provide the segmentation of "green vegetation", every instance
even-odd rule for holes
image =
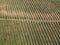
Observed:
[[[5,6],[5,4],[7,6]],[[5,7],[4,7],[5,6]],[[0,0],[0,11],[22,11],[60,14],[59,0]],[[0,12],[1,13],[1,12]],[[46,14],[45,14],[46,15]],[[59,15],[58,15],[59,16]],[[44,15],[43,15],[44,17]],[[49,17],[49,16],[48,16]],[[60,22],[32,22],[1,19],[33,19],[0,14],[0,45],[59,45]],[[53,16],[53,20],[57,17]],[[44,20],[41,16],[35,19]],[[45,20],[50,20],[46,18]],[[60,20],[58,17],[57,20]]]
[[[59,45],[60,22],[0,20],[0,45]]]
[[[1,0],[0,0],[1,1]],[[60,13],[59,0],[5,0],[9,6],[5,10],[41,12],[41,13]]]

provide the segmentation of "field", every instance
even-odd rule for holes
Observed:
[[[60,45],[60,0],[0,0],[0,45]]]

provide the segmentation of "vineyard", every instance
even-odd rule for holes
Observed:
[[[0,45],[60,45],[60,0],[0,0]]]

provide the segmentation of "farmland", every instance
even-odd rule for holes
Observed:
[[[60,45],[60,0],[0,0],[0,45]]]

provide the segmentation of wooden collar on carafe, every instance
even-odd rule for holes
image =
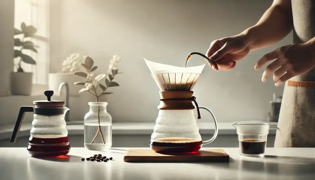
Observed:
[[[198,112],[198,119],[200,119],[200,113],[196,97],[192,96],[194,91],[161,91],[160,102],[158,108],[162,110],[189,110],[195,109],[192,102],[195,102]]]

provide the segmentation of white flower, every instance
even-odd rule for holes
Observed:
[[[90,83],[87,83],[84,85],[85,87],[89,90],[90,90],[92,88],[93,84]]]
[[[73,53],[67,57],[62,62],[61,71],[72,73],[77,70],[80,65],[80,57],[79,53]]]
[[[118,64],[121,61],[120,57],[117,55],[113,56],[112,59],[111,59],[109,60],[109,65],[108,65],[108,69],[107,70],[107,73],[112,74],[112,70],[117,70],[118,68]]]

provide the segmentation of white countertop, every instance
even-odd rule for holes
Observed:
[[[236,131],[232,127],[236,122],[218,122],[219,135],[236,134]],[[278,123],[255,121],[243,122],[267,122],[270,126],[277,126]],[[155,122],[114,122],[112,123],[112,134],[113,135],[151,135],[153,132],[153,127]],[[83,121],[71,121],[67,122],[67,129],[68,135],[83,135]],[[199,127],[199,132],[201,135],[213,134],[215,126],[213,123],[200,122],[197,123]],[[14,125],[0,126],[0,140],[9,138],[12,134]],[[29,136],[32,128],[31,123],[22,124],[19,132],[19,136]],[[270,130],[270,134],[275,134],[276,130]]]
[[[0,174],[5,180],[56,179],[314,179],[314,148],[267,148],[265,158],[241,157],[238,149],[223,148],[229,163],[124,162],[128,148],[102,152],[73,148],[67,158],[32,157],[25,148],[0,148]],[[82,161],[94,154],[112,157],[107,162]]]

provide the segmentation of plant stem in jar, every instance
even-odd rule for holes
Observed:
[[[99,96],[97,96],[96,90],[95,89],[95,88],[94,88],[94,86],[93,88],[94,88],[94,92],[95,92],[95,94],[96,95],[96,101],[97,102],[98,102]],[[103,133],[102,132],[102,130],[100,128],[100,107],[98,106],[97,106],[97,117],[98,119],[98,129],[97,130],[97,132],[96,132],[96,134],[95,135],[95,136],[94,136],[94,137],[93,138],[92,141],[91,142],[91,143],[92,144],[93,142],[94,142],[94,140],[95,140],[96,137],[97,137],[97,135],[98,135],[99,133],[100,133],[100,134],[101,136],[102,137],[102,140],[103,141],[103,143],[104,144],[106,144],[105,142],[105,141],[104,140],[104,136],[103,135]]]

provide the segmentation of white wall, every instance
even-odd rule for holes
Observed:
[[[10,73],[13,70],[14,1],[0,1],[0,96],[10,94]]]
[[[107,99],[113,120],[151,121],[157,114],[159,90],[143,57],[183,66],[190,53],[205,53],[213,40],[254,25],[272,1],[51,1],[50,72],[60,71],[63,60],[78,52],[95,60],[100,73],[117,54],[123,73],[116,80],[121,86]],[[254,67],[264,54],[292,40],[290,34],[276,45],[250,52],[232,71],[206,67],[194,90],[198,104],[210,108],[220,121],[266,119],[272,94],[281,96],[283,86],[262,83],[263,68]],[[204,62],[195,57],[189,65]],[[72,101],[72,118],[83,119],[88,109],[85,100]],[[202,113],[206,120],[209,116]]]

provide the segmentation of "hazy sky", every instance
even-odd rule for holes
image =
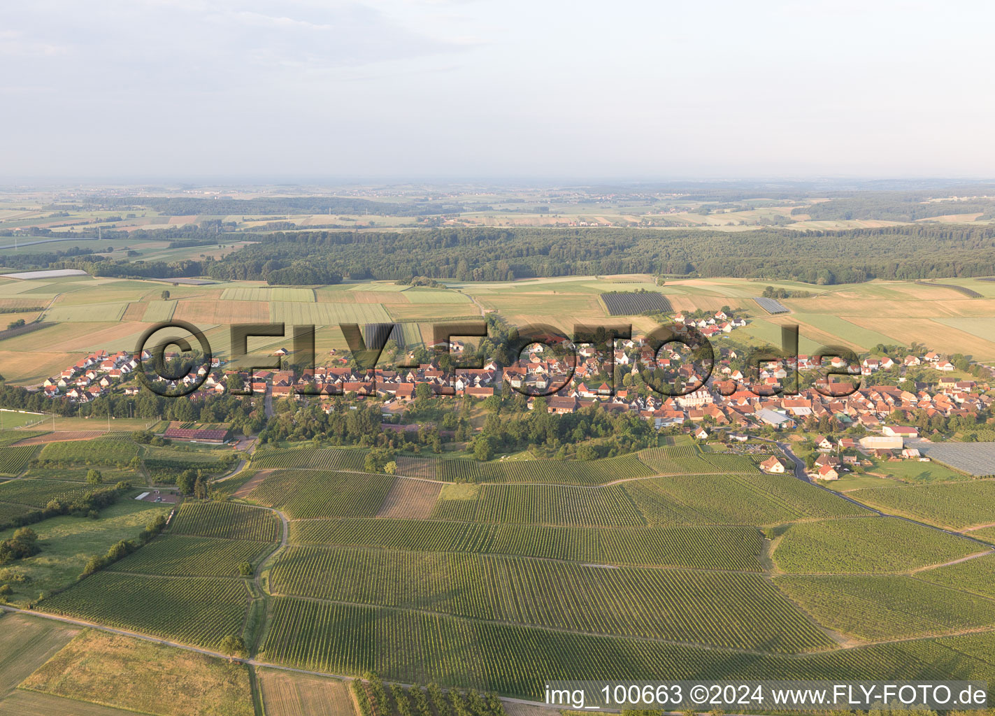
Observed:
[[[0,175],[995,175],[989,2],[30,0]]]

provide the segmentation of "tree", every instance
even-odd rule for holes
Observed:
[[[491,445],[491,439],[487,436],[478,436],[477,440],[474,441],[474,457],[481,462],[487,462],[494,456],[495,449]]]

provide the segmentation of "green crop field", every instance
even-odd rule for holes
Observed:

Task prompt
Copy all of the lines above verbatim, leaving out the pictures.

Full output
provide the segmentation of "green vegetation", every instance
even-odd rule for holes
image =
Observed:
[[[5,6],[5,4],[7,6]],[[5,7],[4,7],[5,6]],[[0,0],[0,11],[22,11],[60,14],[59,0]],[[0,12],[1,13],[1,12]],[[46,14],[45,14],[46,15]],[[59,15],[58,15],[59,16]],[[44,15],[43,15],[44,17]],[[49,17],[49,16],[48,16]],[[60,22],[32,22],[1,19],[33,19],[0,14],[0,45],[59,45]],[[53,16],[53,20],[57,17]],[[44,20],[41,16],[35,19]],[[45,20],[50,20],[46,18]],[[60,20],[58,17],[57,20]]]
[[[59,45],[60,22],[0,20],[0,45]]]
[[[1,0],[0,0],[1,1]],[[60,13],[59,0],[5,0],[9,6],[5,10],[41,12],[41,13]]]

provide the segmentation of "field", every instance
even-odd rule for holes
Observed:
[[[60,45],[60,0],[0,0],[0,45]]]

provide the segmentation of "vineyard", every instance
even-odd rule for holes
Observed:
[[[0,45],[60,45],[60,0],[0,0]]]

provide the segmentation of "farmland", every instance
even-odd rule for holes
Observed:
[[[60,45],[60,0],[0,0],[0,45]]]

provide the segmentation of wooden collar on carafe, every instance
even-odd rule for holes
image =
Observed:
[[[198,112],[198,119],[200,119],[200,113],[196,97],[192,96],[194,91],[161,91],[160,102],[158,108],[162,110],[189,110],[195,109],[192,102],[195,102]]]

provide the segmentation of white flower, every instance
even-odd rule for holes
Observed:
[[[90,83],[87,83],[84,85],[85,87],[89,90],[90,90],[92,88],[93,84]]]
[[[73,53],[67,57],[62,62],[61,71],[72,73],[77,70],[80,65],[80,57],[79,53]]]
[[[118,64],[121,61],[120,57],[117,55],[113,56],[112,59],[111,59],[109,60],[109,65],[108,65],[108,69],[107,70],[107,73],[112,74],[112,70],[117,70],[118,68]]]

provide the segmentation of white countertop, every instance
even-odd rule for holes
Observed:
[[[236,131],[232,127],[236,122],[218,122],[219,135],[236,134]],[[278,123],[255,121],[243,122],[267,122],[270,126],[277,126]],[[155,122],[114,122],[112,123],[112,134],[113,135],[151,135],[153,132],[153,127]],[[83,121],[71,121],[67,122],[67,129],[68,135],[83,135]],[[199,127],[199,132],[201,135],[213,134],[215,126],[213,123],[200,122],[197,123]],[[14,125],[0,126],[0,140],[9,138],[12,134]],[[29,136],[32,128],[31,123],[22,124],[19,132],[19,136]],[[270,130],[270,134],[275,134],[276,130]]]
[[[0,174],[5,180],[56,179],[314,179],[314,148],[267,148],[265,158],[241,157],[238,149],[223,148],[229,163],[124,162],[128,148],[102,152],[73,148],[67,158],[32,157],[25,148],[0,148]],[[82,161],[94,154],[112,157],[107,162]]]

provide the segmentation of plant stem in jar, every instance
even-odd rule for holes
Observed:
[[[99,96],[97,96],[96,90],[95,89],[95,88],[94,88],[94,86],[93,88],[94,88],[94,92],[95,92],[95,94],[96,95],[96,101],[97,102],[98,102]],[[103,133],[102,132],[102,130],[100,128],[100,107],[98,106],[97,106],[97,117],[98,119],[98,129],[97,130],[97,132],[96,132],[96,134],[95,135],[95,136],[94,136],[94,137],[93,138],[92,141],[91,142],[91,143],[92,144],[93,142],[94,142],[94,140],[95,140],[96,137],[97,137],[97,135],[98,135],[99,133],[100,133],[100,134],[101,136],[102,137],[102,140],[103,141],[103,143],[104,144],[106,144],[105,142],[105,141],[104,140],[104,136],[103,135]]]

provide the segmentation of white wall, every instance
even-odd rule for holes
Observed:
[[[10,73],[13,70],[14,1],[0,1],[0,96],[10,94]]]
[[[107,99],[113,120],[151,121],[157,114],[159,90],[143,57],[183,66],[190,53],[205,53],[213,40],[254,25],[272,1],[51,1],[50,72],[60,71],[63,60],[78,52],[95,60],[100,73],[117,54],[123,73],[116,80],[121,86]],[[254,67],[264,54],[292,40],[290,34],[276,45],[250,52],[232,71],[206,67],[194,90],[198,104],[210,108],[220,121],[266,119],[272,94],[281,96],[283,86],[262,83],[263,68]],[[204,62],[195,57],[189,65]],[[72,101],[72,118],[83,119],[88,109],[85,100]],[[202,113],[206,120],[209,116]]]

provide the segmentation of "hazy sky", every instance
even-odd rule for holes
image =
Observed:
[[[0,175],[995,175],[989,2],[30,0]]]

provide the segmentation of "tree", every instance
even-odd rule for holes
Observed:
[[[491,445],[491,439],[487,436],[478,436],[477,440],[474,441],[474,457],[481,462],[487,462],[494,456],[495,449]]]

provide the segmentation of "green crop field", every instance
even-odd rule for holes
Observed:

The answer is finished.